> [EXERCISE SET]
A: Reproduce the passage on the SOS Process Detail screen verbatim, starting at "One feature provided" and ending at "process-handling issues.".
B: According to the passage on the SOS Process Detail screen, what does HOG PROC ZOOM automatically input?

> [READING PASSAGE]
■ ■ ■ ■ ■

SOS Process Detail
The Process Detail screen allows you to see, in microscopic view, one particular process at a
time. Although some of the statistics are the same as those on the Process or Extended Process
Display lines, many new data items are provided. Additionally, this screen also displays averaged
data.
To access the Process Detail screen from the Global Summary screen:
Type S from the SOS Enter command: prompt to view the Screen Selection Menu screen or press P. You also may use the HOG PROC ZOOM key (F4).
From the Screen Selection Menu screen, enter P (Process Detail Screen). You will see this prompt: “Enter process identification number of process to display:”. By entering a valid PIN number the Process Detail Screen will appear. HOG PROC ZOOM automatically inputs the PIN of the process using the most CPU. Figure 16.1 shows an example of the screen.
One feature provided on this screen is the family lineage for the current process. By pressing the
UTILITY KEYS function key (F6), and then the PROCESS TREE function key (F4), you will see a
graphic format of the father and its related son processes. This will be helpful when dealing with
process-handling issues.
Figure 16.1 SOS Process Detail screen
Process Detail Screen Keys
Each of the Process Detail Screen key is listed and explained in the following table.
Table 16.1 Pulse Points Screen keys
|
Key
|
Usage
|
|
Enter
|
Refresh screen
|
|
E
|
Return to Global Summary screen
|
|
F
|
Screen Freeze
|
|
H
|
Help System
|
|
J
|
Jump to new screen
|
|
L
|
Print Hardcopy
|
|
M
|
Toggle Memory Lock
|
|
O
|
Toggle Show Other File Opens
|
|
P
|
New Process Detail Screen
|
|
Q
|
Queue Jump
|
|
R
|
Toggle Stack Trace
|
|
S
|
Jump to SOS Screen Selection menu
|
|
T
|
Display Process Tree
|
|
U
|
Display File Users
|
|
V
|
Launch FILERPT
|
|
X
|
Exit
|
|
Z
|
Zero Cumulative Totals
|
|
!
|
Execute Shell Commands
|
|
:
|
Execute Shell Commands
|
|
#
|
Display Job/Session Tree
|
|
?
|
Help System
|
|
CTRL T
|
Toggle Timer Status
|
|
CTRL W
|
Toggle Wait Index Info
|
Process Detail Screen Display Items
Table 16.2 SOS Process Detail data items
|
Data Item
|
Description
|
|
PIN
|
This number stands for the Process Identification Number (PIN). Each process is uniquely identified by its own PIN. The easiest way to locate processes is by knowing this number. A single job or session can have many processes associated with it.
|
|
Sess/Job
|
The job or session number associated with the particular process. If the process is a system type (not originating from a user job or session), <sys> will appear in this column.
|
|
LDev
|
The logical device number of the device where the process was created. Batch jobs will display the streams device number here (usually 10). System processes will have a “-.” This column is helpful to track down a particular user whose process is exhibiting unique traits. Jobs or processes that are in the process of terminating may display an erroneous number here. This does not indicate a problem.

■ ■ ■ ■ ■

> [GIVEN RECORDS]
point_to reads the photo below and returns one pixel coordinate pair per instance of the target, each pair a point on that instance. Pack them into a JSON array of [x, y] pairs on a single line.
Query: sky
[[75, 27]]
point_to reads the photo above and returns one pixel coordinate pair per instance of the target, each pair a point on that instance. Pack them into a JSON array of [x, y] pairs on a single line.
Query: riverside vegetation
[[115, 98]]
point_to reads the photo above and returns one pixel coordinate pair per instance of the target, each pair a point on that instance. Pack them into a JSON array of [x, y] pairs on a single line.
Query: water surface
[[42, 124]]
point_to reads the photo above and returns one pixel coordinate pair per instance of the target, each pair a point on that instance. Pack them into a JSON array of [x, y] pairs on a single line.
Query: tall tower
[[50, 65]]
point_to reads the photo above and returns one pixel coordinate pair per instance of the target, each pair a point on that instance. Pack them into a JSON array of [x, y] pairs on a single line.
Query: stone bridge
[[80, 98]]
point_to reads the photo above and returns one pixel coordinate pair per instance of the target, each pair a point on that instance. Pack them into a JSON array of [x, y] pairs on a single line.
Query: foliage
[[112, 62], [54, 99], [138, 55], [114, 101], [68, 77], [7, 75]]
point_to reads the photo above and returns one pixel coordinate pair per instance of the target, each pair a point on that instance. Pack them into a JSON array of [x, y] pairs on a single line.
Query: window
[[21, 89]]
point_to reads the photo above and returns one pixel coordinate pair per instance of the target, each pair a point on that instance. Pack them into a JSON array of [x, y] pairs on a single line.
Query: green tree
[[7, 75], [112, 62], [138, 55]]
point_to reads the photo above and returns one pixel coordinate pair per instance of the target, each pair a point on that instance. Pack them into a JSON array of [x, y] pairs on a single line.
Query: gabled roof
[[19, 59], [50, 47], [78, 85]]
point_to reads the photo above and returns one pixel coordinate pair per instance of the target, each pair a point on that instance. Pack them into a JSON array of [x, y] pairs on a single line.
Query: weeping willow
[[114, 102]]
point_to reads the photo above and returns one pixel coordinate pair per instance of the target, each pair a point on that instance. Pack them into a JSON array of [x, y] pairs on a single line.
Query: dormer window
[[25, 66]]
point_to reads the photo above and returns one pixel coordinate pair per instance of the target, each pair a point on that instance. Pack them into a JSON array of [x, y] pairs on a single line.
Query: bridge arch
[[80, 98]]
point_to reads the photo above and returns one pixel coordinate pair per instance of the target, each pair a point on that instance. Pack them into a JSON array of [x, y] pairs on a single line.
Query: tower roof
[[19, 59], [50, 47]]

■ ■ ■ ■ ■

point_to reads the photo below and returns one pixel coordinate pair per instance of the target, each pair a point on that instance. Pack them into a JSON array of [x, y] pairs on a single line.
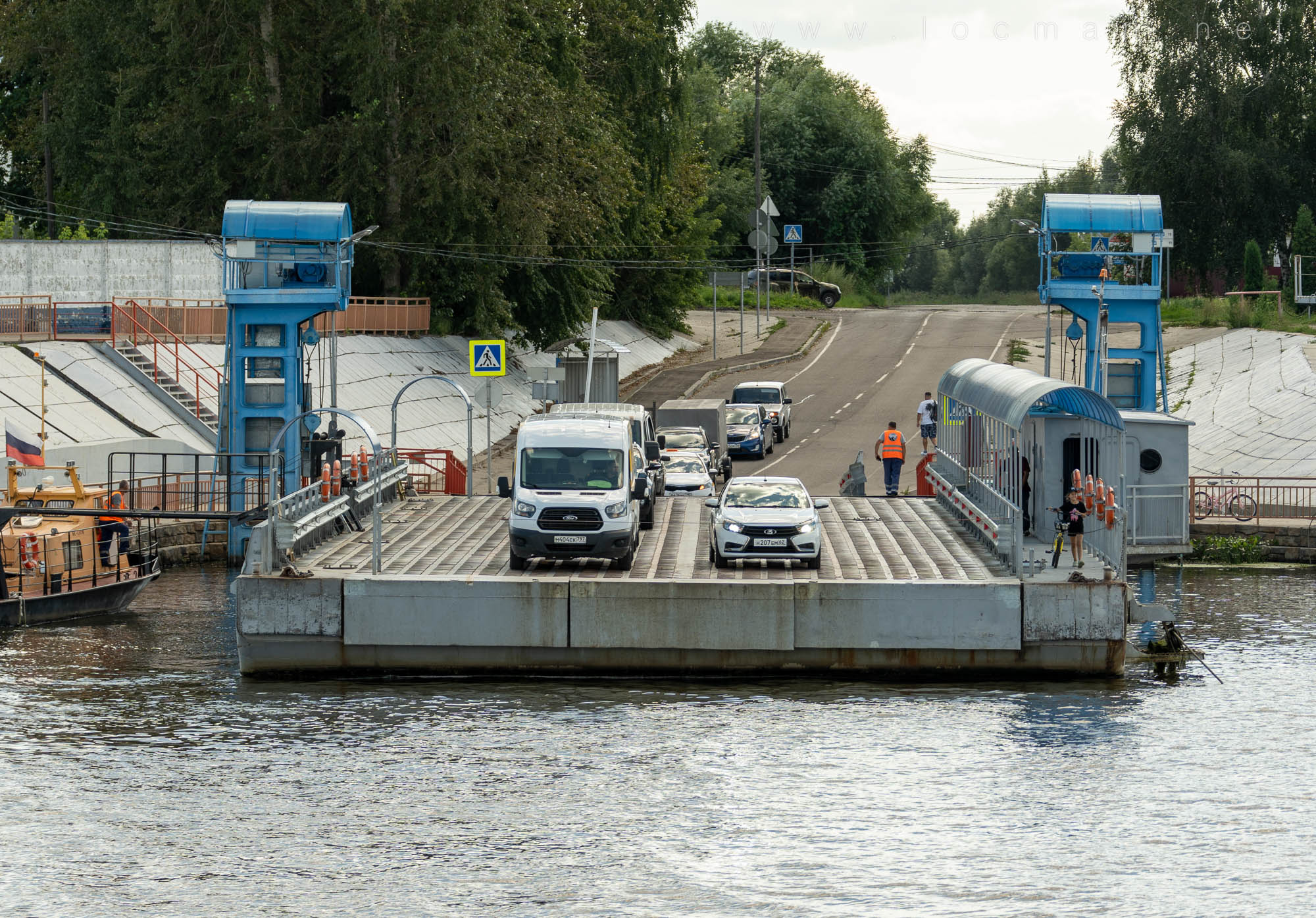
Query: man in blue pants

■ ■ ■ ■ ■

> [SOLUTIONS TO EACH TASK]
A:
One feature provided on this screen is the family lineage for the current process. By pressing the
UTILITY KEYS function key (F6), and then the PROCESS TREE function key (F4), you will see a
graphic format of the father and its related son processes. This will be helpful when dealing with
process-handling issues.

B: The PIN of the process using the most CPU.